--- Listed records Enclosed Below ---

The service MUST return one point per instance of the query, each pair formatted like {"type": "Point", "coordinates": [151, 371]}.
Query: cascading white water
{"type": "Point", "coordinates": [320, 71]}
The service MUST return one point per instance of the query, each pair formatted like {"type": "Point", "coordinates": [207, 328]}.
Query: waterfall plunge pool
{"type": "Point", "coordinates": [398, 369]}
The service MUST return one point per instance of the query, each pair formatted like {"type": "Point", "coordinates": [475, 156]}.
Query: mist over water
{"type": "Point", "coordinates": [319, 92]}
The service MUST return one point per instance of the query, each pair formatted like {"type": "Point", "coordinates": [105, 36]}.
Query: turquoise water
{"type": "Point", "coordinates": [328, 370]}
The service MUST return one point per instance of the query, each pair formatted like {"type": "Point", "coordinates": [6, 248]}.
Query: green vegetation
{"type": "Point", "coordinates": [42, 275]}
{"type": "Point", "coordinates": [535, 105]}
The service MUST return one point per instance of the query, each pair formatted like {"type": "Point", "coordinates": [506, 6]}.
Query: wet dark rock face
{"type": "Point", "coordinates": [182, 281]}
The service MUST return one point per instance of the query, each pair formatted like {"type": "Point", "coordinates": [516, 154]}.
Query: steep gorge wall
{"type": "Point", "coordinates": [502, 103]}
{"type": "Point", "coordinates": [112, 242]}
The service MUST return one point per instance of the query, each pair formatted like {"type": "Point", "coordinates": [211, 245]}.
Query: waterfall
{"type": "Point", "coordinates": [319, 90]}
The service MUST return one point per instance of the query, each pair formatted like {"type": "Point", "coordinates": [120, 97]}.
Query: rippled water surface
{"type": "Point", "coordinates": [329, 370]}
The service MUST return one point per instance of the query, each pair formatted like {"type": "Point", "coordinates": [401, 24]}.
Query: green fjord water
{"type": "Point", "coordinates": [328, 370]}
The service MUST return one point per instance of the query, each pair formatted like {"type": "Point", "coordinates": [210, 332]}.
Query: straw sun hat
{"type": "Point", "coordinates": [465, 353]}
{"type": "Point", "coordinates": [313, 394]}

--- End of Enclosed Listed records ---

Could you print all of the data above once more, unaltered?

The service MUST return one point per instance of the query, each pair formatted like {"type": "Point", "coordinates": [151, 371]}.
Query: cascading white water
{"type": "Point", "coordinates": [320, 71]}
The service MUST return one point per instance of the query, each pair formatted like {"type": "Point", "coordinates": [207, 328]}.
Query: waterfall plunge pool
{"type": "Point", "coordinates": [398, 369]}
The service MUST return one point per instance of the query, each pair formatted like {"type": "Point", "coordinates": [475, 156]}.
Query: mist over water
{"type": "Point", "coordinates": [319, 92]}
The service MUST return one point per instance of the query, each pair formatted like {"type": "Point", "coordinates": [105, 36]}.
Query: turquoise water
{"type": "Point", "coordinates": [328, 370]}
The service MUST return one point per instance of the query, each pair formatted like {"type": "Point", "coordinates": [6, 248]}.
Query: green vegetation
{"type": "Point", "coordinates": [42, 275]}
{"type": "Point", "coordinates": [535, 105]}
The service MUST return one point per instance of the query, each pair formatted like {"type": "Point", "coordinates": [506, 6]}.
Query: wet dark rock face
{"type": "Point", "coordinates": [182, 281]}
The service MUST return one point per instance of the query, each pair formatted like {"type": "Point", "coordinates": [516, 154]}.
Query: steep gorge wall
{"type": "Point", "coordinates": [502, 103]}
{"type": "Point", "coordinates": [112, 242]}
The service MUST return one point per instance of the query, each pair formatted like {"type": "Point", "coordinates": [211, 245]}.
Query: waterfall
{"type": "Point", "coordinates": [319, 90]}
The service MUST return one point per instance of the query, each pair formatted like {"type": "Point", "coordinates": [120, 97]}.
Query: rippled water surface
{"type": "Point", "coordinates": [329, 370]}
The service MUST return one point per instance of the query, each pair formatted like {"type": "Point", "coordinates": [401, 24]}.
Query: green fjord water
{"type": "Point", "coordinates": [328, 370]}
The service MUST return one point per instance of the query, each pair formatted like {"type": "Point", "coordinates": [210, 332]}.
Query: straw sun hat
{"type": "Point", "coordinates": [465, 353]}
{"type": "Point", "coordinates": [313, 394]}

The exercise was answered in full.